• **Your task**:
Output the line that contains "the player's right", then every line beneath it through the end of the records, exactly as given and with no other lines.

• **Records shown**:
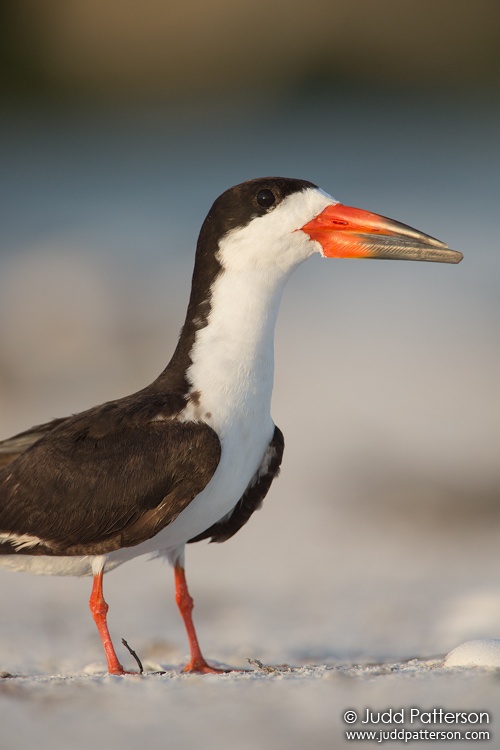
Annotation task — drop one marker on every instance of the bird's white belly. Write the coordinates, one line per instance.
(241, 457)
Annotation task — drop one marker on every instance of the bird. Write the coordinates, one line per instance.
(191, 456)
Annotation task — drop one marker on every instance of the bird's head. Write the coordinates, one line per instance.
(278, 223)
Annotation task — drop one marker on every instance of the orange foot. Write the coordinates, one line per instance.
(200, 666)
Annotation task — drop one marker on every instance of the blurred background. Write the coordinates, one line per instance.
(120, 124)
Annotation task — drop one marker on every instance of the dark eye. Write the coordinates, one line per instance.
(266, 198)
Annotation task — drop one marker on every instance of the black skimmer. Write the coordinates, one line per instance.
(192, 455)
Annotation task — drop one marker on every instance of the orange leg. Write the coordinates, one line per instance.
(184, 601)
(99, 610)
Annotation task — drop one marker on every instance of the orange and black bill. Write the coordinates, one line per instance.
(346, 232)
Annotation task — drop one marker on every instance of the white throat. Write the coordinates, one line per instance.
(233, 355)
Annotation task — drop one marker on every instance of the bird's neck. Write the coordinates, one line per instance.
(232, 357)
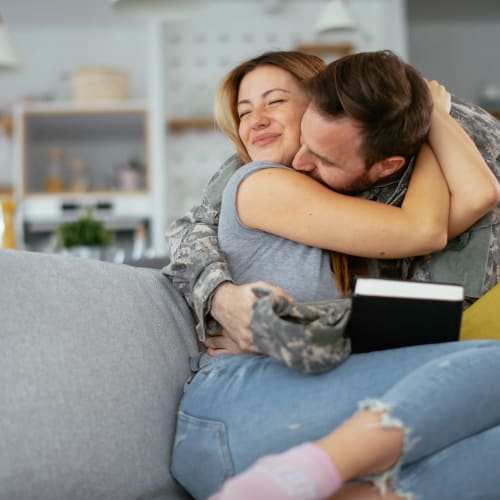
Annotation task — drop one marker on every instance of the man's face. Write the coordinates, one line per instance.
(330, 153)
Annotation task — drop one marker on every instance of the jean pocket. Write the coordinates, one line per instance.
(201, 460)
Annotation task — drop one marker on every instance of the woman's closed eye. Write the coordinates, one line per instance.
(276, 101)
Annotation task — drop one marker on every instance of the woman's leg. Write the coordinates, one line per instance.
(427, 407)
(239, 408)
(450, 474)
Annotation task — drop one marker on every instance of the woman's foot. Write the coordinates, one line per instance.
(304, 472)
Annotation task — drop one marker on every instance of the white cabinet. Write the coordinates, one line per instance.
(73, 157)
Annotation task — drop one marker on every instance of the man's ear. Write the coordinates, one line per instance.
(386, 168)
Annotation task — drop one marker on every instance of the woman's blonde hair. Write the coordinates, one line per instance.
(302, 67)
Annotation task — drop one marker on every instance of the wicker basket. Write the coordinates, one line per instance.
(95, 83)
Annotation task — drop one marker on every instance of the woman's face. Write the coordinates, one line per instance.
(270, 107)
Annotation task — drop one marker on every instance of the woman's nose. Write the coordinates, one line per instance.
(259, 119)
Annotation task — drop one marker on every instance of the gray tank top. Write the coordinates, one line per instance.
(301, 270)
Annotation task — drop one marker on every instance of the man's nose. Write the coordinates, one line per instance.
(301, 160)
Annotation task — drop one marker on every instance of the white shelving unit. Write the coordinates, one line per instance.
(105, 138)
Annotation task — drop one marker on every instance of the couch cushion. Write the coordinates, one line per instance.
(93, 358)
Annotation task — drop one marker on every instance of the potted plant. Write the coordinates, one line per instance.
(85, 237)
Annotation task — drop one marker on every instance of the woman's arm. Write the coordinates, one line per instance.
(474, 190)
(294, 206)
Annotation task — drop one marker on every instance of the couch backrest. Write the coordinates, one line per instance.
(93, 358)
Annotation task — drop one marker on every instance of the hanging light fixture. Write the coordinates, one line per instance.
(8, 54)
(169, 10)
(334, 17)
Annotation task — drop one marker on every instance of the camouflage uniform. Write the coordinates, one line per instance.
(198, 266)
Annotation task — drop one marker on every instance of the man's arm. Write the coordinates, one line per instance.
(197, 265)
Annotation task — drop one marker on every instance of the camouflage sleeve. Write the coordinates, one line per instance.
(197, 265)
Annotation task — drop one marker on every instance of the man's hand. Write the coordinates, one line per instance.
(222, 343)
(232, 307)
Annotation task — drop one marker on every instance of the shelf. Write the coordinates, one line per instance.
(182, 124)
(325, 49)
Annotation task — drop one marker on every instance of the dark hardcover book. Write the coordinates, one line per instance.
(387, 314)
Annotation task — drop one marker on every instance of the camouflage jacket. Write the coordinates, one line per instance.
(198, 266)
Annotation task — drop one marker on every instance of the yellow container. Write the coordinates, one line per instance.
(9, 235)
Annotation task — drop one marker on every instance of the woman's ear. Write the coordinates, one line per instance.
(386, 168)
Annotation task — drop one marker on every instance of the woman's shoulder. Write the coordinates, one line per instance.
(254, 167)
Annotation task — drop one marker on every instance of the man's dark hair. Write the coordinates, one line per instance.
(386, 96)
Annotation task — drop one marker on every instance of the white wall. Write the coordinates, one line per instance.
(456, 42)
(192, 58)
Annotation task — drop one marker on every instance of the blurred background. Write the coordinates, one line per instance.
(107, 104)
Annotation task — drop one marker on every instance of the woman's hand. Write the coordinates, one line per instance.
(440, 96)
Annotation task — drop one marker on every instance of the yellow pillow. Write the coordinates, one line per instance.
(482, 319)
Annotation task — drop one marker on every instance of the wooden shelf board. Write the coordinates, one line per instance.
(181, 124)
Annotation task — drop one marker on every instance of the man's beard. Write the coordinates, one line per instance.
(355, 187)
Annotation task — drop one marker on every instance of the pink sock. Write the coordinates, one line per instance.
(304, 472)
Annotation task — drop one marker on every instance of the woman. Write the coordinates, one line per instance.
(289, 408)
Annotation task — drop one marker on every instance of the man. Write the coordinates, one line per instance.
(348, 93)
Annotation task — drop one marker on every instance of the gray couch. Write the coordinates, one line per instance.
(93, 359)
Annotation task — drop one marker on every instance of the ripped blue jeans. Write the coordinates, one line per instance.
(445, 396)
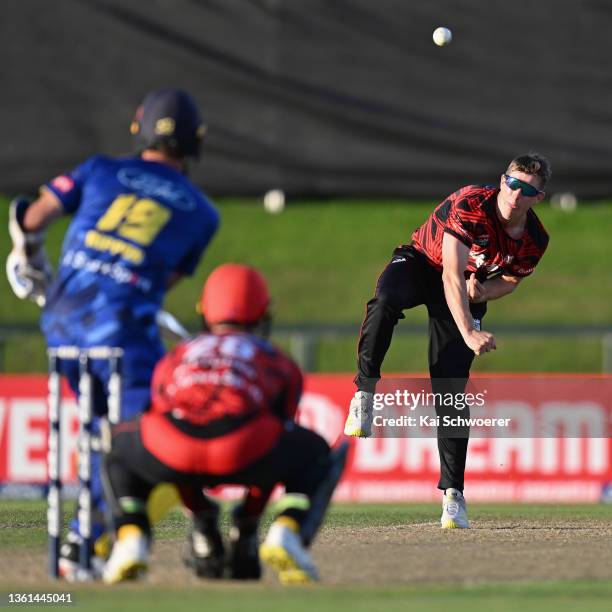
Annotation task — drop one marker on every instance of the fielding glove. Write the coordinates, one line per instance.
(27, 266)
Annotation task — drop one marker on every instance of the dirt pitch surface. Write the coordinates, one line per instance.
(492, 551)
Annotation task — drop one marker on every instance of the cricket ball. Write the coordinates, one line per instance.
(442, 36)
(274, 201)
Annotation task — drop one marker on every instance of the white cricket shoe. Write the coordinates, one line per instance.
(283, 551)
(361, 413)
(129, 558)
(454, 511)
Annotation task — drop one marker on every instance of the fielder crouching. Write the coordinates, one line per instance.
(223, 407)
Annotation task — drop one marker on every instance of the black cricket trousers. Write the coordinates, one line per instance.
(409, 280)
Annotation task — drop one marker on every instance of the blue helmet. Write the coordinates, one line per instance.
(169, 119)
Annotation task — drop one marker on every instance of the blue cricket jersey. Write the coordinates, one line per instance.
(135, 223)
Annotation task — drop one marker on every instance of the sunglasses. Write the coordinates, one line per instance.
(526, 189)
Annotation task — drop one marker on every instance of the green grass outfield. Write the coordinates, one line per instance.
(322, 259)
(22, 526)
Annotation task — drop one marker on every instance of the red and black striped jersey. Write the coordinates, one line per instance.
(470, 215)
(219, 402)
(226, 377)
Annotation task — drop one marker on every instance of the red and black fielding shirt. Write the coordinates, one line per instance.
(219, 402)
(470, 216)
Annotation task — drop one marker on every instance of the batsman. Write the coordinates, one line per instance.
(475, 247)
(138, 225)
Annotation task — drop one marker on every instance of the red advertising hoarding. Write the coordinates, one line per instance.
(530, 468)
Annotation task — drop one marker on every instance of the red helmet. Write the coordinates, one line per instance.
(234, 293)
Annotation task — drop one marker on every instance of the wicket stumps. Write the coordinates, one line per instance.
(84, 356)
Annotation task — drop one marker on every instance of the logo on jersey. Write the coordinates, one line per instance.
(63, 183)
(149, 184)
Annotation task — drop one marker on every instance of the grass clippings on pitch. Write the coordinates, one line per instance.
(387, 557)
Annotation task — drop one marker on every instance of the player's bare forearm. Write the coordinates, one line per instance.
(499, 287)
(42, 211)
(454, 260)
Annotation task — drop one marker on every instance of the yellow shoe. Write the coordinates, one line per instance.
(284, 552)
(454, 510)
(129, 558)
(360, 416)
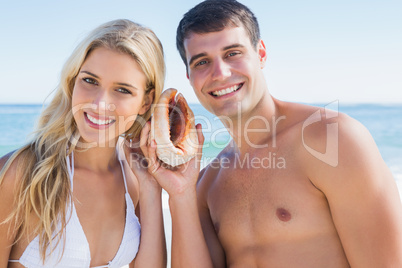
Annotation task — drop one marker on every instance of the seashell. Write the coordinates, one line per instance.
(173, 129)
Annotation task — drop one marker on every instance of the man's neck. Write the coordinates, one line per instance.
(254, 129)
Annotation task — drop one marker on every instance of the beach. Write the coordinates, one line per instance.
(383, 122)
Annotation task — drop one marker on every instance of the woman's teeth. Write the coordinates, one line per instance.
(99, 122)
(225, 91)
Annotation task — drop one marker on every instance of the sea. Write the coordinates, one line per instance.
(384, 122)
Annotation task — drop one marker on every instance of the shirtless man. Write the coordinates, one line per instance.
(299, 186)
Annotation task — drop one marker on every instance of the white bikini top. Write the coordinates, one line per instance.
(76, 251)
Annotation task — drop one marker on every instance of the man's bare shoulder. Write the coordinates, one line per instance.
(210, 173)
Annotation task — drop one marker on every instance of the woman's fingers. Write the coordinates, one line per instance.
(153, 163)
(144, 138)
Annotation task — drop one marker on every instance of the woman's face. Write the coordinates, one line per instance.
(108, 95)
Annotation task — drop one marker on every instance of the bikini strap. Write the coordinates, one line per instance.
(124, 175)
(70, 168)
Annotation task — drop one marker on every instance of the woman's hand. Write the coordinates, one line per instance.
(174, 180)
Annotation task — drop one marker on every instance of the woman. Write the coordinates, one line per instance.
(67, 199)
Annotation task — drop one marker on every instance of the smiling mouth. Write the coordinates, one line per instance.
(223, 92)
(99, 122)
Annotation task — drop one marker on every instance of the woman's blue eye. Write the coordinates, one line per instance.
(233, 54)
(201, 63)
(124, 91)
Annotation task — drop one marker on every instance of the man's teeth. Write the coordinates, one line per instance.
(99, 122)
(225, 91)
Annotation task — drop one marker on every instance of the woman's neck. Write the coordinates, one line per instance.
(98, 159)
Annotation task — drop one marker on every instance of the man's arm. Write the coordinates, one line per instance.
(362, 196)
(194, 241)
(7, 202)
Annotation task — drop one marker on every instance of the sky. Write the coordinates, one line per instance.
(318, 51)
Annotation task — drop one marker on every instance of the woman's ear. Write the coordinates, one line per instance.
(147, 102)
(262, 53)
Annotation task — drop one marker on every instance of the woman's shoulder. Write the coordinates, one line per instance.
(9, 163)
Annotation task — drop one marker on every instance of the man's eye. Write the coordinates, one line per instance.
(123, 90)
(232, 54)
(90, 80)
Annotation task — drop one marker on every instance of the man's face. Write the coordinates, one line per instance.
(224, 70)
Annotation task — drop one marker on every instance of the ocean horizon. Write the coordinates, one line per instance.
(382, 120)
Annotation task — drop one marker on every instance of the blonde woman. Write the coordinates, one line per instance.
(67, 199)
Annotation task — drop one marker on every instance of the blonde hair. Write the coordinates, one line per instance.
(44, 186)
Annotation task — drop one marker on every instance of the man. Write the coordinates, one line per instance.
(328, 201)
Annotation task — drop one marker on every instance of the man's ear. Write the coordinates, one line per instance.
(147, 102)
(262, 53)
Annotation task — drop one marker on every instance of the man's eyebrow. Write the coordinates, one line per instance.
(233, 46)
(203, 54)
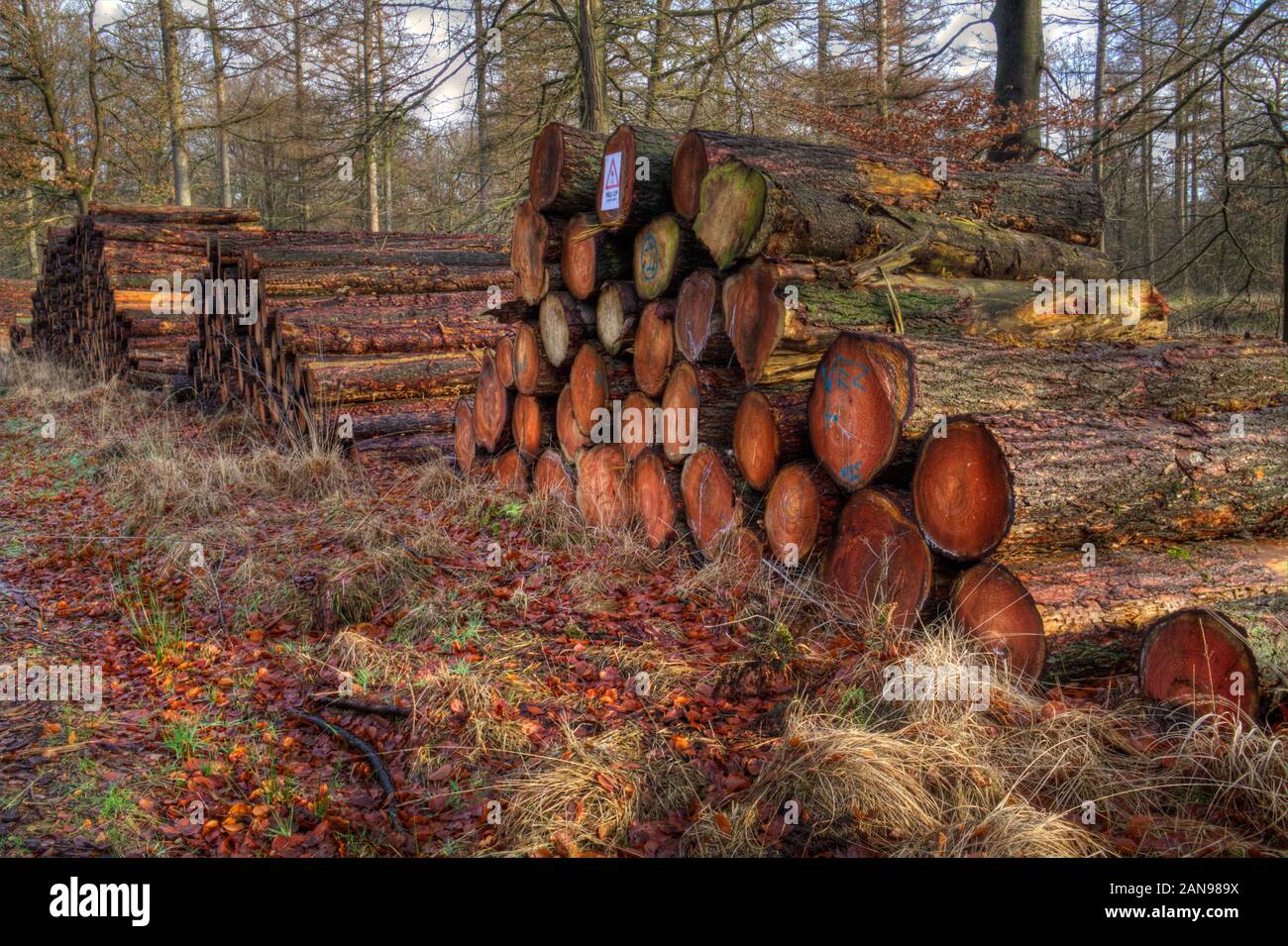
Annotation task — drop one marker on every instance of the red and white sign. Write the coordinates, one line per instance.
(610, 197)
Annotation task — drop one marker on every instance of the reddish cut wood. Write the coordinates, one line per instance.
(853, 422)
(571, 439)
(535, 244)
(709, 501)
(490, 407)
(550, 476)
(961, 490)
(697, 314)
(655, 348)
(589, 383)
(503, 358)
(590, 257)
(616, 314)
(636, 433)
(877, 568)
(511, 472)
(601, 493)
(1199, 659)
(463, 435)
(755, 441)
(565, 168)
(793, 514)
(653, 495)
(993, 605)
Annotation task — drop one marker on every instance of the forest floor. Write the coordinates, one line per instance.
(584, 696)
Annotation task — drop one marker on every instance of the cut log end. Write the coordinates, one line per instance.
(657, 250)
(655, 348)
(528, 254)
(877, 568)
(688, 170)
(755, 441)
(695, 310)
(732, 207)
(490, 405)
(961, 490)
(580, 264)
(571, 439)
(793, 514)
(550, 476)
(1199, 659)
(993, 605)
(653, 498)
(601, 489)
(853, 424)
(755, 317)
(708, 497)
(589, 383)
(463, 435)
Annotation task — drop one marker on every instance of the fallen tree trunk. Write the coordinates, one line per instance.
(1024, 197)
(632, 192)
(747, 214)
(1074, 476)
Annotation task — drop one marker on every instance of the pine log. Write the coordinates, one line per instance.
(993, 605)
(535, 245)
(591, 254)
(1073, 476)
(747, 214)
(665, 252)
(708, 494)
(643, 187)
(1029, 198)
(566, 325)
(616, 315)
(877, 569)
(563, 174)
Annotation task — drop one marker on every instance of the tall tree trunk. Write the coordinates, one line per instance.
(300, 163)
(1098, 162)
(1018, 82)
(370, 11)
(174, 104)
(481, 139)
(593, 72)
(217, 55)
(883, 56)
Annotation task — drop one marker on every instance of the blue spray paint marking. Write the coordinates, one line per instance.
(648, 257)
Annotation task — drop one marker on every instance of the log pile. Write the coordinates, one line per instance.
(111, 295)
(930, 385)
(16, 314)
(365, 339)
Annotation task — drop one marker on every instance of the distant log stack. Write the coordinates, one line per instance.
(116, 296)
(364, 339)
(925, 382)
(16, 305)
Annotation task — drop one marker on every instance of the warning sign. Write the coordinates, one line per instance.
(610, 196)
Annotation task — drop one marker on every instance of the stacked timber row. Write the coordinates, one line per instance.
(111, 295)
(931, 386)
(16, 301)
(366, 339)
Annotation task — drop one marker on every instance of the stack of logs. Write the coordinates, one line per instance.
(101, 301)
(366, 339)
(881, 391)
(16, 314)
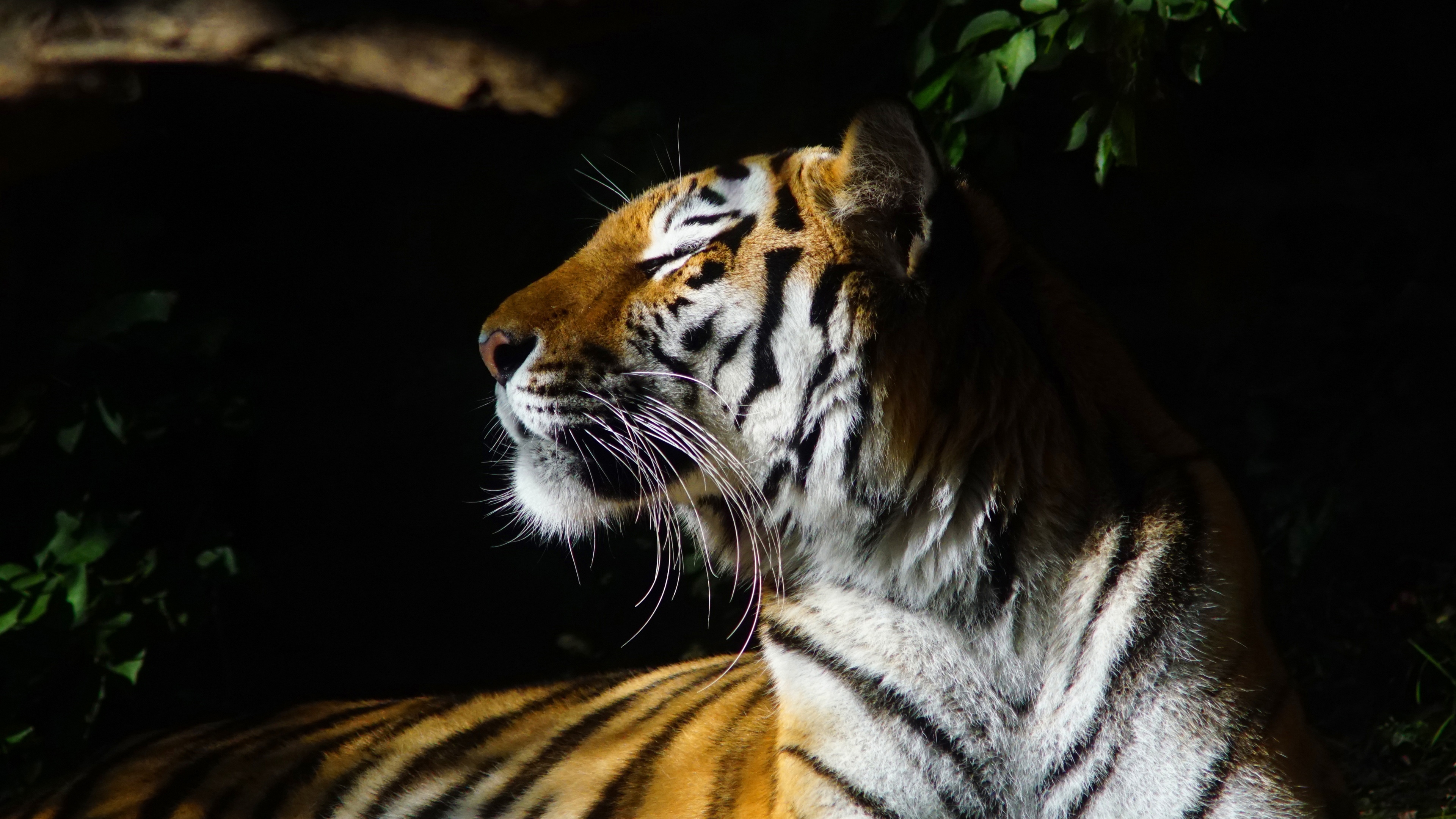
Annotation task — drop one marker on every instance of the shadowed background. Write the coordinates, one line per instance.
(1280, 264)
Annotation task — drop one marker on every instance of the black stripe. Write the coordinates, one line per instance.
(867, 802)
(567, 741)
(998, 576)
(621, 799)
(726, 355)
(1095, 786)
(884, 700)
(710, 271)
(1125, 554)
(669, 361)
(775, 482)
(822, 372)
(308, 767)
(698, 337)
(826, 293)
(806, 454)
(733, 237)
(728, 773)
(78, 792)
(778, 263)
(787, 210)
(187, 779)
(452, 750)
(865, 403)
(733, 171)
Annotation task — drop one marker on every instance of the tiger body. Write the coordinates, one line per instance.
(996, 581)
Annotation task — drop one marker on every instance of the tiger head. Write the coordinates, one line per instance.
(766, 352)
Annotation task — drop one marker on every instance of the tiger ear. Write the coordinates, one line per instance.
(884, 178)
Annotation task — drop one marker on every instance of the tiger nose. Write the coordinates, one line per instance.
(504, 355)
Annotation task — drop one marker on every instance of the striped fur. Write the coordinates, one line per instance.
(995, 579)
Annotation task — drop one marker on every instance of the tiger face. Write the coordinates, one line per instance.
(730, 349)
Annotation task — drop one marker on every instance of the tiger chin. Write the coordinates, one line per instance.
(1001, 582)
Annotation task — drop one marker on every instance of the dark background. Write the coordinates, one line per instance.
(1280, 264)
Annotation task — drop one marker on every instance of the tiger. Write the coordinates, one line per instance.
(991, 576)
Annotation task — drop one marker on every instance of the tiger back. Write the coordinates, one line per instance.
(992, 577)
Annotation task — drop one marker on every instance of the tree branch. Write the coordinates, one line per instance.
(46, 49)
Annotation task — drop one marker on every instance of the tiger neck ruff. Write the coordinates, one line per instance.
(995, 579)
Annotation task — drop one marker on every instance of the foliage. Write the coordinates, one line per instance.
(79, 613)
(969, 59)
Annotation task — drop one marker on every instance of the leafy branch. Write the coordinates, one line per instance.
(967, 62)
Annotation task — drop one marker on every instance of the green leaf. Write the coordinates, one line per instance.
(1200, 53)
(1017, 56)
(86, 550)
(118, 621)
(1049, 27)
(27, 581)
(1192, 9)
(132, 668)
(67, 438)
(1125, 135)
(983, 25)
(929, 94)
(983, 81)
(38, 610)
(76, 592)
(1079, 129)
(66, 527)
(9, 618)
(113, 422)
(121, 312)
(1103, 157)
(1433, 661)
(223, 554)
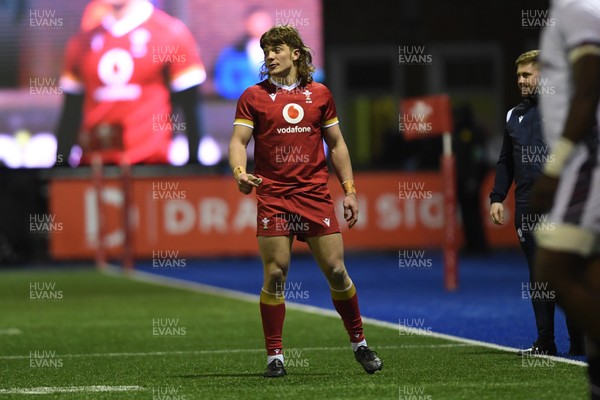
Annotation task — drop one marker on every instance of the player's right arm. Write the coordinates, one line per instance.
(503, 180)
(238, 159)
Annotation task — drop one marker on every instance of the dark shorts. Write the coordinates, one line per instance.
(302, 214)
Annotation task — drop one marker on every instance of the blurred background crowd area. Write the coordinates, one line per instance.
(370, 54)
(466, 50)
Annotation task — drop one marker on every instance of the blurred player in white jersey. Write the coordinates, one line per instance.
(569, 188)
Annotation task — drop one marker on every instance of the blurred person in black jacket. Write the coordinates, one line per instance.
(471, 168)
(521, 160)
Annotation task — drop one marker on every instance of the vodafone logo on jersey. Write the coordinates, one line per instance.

• **Finished exercise**:
Annotation task — drop one marker on every instance of the player's right arm. Write the coordinates, one line per instance.
(503, 180)
(238, 159)
Annotation task — drop one marker on every instance of the dark shorts. Write the coordinates, one line per instance.
(302, 214)
Annotation task — drop one marker on every instance of the blurred background crowd area. Write the coordinates, one line per instance.
(370, 54)
(466, 50)
Annotation task — drop one marker on every instance of the blurred player in white jersey. Write the coordinates, one line per instance.
(569, 188)
Annotation task — drop one marker on every instance of the blurred person in black jacket. Write the coordinates, one line per instance.
(471, 168)
(521, 160)
Annotation task — drop one marker on every instance of the vodafone logo on jersey. Write the coordinates, one line per instance.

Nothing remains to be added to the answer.